- _Short task 1_: In the thread on European banks selling their Egyptian branches, which bank agreed to buy BNP Paribas's banking arm in Egypt?
- _Short task 2_: Summarize the thread on European banks selling their Egyptian branches in two sentences.
- _Short task 3_: In the thread on European banks selling their Egyptian branches, rewrite the passage from "Wow, bit by" up to and including "be an improvement.", with "Turkey" changed to "Kuwait".

# European banks put their egyptian branches for sale



## hhaddad (Apr 14, 2010)

*According to Ahram printed version a report from Reuters states that European banks are selling off their Egyptian branches. Those noted are BNP PARIBAS, SOCIETE GENERALE,CREDIT AGRICOLE.*


----------



## aykalam (Apr 12, 2010)

Some of those are being bought up by Qatar National Bank


----------



## canuck2010 (Jan 13, 2010)

All of those banks had horrible customer service, no great loss!


----------



## Sonrisa (Sep 2, 2010)

Wow, bit by bit, the qataries will end up owning the whole country


----------



## canuck2010 (Jan 13, 2010)

If Qatar and Turkey continue the corporate take over, that could actually be an improvement.


----------



## Sonrisa (Sep 2, 2010)

Improvement in what sense?


----------



## jemiljan (Nov 28, 2011)

hhaddad said:


> *According to Ahram printed version a report from Reuters states that European banks are selling off their Egyptian branches. Those noted are BNP PARIBAS, SOCIETE GENERALE,CREDIT AGRICOLE.*


Not quite. Only two, BNP Paribas and Societe Generale have sold. The others expected to do so, but they haven't yet. If anything, the situation has made it very difficult for them to sell.

Egypt's deadly turmoil slows European bank divestments



> French banks Societe Generale and larger rival BNP Paribas agreed to sell their banking arms in Egypt to Qatar National Bank and Dubai’s Emirates NBD respectively in 2012.
> 
> Some had expected other deals to follow. Those at the top of the list were France’s Credit Agricole , which holds a 61-percent stake in Credit Agricole Egypt, and Italy’s Intesa Sanpaolo, which has a 70 percent stake in Bank of Alexandria.
> 
> ...


----------

- _Supplied records_:
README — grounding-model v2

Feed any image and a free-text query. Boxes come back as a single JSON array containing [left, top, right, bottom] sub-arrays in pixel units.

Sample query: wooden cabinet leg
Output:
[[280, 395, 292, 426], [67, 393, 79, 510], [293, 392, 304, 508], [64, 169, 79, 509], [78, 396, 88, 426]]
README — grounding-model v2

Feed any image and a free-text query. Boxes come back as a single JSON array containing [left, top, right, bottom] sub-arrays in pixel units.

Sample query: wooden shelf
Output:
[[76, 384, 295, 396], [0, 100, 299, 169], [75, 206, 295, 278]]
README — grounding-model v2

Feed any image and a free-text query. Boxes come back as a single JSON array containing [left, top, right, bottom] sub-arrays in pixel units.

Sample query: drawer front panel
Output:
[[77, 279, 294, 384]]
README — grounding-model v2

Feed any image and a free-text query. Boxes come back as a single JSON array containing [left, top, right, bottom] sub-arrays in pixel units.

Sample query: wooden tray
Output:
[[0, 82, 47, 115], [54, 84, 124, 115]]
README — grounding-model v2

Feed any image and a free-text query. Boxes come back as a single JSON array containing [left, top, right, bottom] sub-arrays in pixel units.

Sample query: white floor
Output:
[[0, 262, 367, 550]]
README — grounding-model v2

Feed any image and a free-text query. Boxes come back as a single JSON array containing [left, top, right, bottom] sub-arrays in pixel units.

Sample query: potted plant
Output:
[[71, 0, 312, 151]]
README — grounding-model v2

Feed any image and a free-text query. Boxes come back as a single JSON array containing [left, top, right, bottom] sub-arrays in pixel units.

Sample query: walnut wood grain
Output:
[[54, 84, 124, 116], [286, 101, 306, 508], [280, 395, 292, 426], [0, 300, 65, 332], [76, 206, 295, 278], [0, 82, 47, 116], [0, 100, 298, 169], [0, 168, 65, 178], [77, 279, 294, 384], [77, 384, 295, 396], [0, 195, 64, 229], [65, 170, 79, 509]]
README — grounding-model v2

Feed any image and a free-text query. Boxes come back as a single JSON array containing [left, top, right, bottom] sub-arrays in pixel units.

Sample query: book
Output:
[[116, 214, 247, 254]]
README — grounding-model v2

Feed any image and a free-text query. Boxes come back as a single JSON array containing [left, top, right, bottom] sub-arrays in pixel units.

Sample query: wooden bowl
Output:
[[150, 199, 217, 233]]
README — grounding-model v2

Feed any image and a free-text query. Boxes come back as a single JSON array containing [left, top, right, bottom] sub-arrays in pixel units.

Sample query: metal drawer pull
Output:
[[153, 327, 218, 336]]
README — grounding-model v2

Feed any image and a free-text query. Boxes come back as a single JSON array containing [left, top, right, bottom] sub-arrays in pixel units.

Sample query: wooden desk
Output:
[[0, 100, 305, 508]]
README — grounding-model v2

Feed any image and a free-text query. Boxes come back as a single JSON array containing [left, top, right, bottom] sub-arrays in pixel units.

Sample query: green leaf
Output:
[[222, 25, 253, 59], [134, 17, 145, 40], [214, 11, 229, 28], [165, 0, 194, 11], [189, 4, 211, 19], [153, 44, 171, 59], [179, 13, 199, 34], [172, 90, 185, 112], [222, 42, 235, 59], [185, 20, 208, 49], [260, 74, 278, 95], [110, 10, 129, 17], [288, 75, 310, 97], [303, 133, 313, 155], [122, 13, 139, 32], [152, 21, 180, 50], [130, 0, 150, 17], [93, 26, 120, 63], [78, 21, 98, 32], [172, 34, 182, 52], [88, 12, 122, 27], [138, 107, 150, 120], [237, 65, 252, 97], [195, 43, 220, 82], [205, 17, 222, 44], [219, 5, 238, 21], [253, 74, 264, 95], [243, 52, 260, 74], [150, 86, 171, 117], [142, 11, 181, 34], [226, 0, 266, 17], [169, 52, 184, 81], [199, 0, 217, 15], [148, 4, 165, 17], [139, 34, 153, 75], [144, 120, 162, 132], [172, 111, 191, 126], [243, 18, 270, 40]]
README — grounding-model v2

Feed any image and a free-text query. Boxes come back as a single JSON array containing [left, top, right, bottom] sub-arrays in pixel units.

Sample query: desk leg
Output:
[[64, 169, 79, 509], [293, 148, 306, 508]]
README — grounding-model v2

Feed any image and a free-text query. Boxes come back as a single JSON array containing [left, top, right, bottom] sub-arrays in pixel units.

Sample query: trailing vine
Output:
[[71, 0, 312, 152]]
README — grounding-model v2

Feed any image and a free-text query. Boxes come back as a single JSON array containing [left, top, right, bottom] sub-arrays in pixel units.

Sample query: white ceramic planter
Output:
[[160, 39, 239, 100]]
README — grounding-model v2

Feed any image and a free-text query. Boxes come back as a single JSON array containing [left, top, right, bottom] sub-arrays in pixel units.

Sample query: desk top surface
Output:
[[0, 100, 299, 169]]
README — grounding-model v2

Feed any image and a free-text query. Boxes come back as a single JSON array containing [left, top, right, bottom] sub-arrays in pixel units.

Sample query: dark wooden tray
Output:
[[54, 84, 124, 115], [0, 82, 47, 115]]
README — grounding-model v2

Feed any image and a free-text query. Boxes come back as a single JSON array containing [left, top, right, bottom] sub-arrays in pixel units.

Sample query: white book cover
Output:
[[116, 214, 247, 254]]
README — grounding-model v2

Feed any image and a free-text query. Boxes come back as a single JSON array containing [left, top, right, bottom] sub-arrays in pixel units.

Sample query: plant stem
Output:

- _Task solution 1_: Dubai's Emirates NBD.

- _Task solution 2_: A post citing a Reuters report in the Ahram printed version says BNP Paribas, Societe Generale and Credit Agricole are selling off their Egyptian branches, and a reply adds that Qatar National Bank is buying some of them. A later reply corrects this: only BNP Paribas and Societe Generale have sold, to Emirates NBD and Qatar National Bank respectively, while the others, such as Credit Agricole, have not yet done so.

- _Task solution 3_:
Wow, bit by bit, the qataries will end up owning the whole country


----------



## canuck2010 (Jan 13, 2010)

If Qatar and Kuwait continue the corporate take over, that could actually be an improvement.